◆ **RECORDS PROVIDED**

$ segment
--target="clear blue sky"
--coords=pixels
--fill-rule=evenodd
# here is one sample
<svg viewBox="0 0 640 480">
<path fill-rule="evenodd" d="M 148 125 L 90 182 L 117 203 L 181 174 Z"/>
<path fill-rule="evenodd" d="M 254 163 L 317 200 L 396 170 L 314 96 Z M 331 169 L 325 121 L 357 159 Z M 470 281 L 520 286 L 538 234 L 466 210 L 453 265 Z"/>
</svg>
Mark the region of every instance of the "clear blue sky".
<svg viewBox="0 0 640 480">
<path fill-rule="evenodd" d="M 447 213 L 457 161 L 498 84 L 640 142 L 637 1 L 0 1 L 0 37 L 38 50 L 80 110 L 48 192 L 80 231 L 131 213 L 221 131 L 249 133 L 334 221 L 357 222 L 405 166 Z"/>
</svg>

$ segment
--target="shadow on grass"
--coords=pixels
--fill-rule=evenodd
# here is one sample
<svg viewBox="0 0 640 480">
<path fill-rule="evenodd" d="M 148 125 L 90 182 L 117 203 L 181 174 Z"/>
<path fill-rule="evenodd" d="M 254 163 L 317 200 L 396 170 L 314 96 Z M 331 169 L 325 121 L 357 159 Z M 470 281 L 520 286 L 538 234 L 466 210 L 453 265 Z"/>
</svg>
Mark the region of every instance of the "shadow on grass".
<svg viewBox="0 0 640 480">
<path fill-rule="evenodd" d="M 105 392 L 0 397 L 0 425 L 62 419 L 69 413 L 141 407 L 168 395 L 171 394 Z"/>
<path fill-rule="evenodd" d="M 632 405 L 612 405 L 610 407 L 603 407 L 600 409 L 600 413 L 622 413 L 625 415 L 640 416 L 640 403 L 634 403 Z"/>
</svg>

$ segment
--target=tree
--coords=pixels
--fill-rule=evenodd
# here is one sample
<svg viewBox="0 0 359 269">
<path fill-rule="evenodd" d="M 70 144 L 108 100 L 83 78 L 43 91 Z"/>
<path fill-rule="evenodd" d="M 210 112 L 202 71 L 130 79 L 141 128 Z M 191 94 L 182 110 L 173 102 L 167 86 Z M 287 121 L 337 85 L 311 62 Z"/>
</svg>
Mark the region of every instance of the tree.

◆ **WHAT THIS TASK INVOLVES**
Rewrite every line of the records above, offsetting each number in the answer SVG markup (the viewBox values and the path coordinates) by -60. Leave all other lines as they are.

◆ **THE RESULT**
$ segment
--target="clear blue sky"
--coords=pixels
--fill-rule=evenodd
# here is one sample
<svg viewBox="0 0 640 480">
<path fill-rule="evenodd" d="M 148 125 L 90 182 L 117 203 L 181 174 Z"/>
<path fill-rule="evenodd" d="M 254 163 L 317 200 L 396 170 L 314 96 Z M 331 169 L 325 121 L 357 159 Z M 470 281 L 520 286 L 538 234 L 466 210 L 453 265 Z"/>
</svg>
Mark the region of every instance of the "clear blue sky".
<svg viewBox="-60 -60 580 420">
<path fill-rule="evenodd" d="M 387 153 L 397 101 L 438 24 L 580 82 L 577 -59 L -60 -59 L -60 -23 L -22 -10 L 20 50 L -12 132 L 20 171 L 71 153 L 161 71 L 189 73 L 274 161 L 297 162 L 345 106 Z"/>
</svg>

$ segment
--target="shadow on grass"
--coords=pixels
--fill-rule=evenodd
# here is one sample
<svg viewBox="0 0 640 480">
<path fill-rule="evenodd" d="M 148 125 L 90 182 L 117 203 L 181 174 Z"/>
<path fill-rule="evenodd" d="M 254 163 L 317 200 L 396 170 L 314 96 Z M 331 169 L 325 121 L 357 159 Z M 470 281 L 520 286 L 538 234 L 466 210 L 453 265 Z"/>
</svg>
Mark the region of every instance of the "shadow on grass".
<svg viewBox="-60 -60 580 420">
<path fill-rule="evenodd" d="M 45 332 L -60 337 L -60 365 L 2 359 L 9 353 L 81 347 L 108 335 L 111 334 Z"/>
<path fill-rule="evenodd" d="M 572 345 L 552 345 L 550 347 L 543 347 L 540 349 L 540 353 L 562 353 L 565 355 L 580 356 L 580 343 L 574 343 Z"/>
</svg>

$ segment
--target=tree
--coords=pixels
--fill-rule=evenodd
# here is one sample
<svg viewBox="0 0 359 269">
<path fill-rule="evenodd" d="M 70 144 L 108 100 L 83 78 L 43 91 Z"/>
<path fill-rule="evenodd" d="M 210 112 L 202 71 L 130 79 L 141 128 Z M 191 94 L 182 110 L 173 102 L 167 86 Z M 287 121 L 337 85 L 311 62 Z"/>
</svg>
Mark the region of every instance of the tree.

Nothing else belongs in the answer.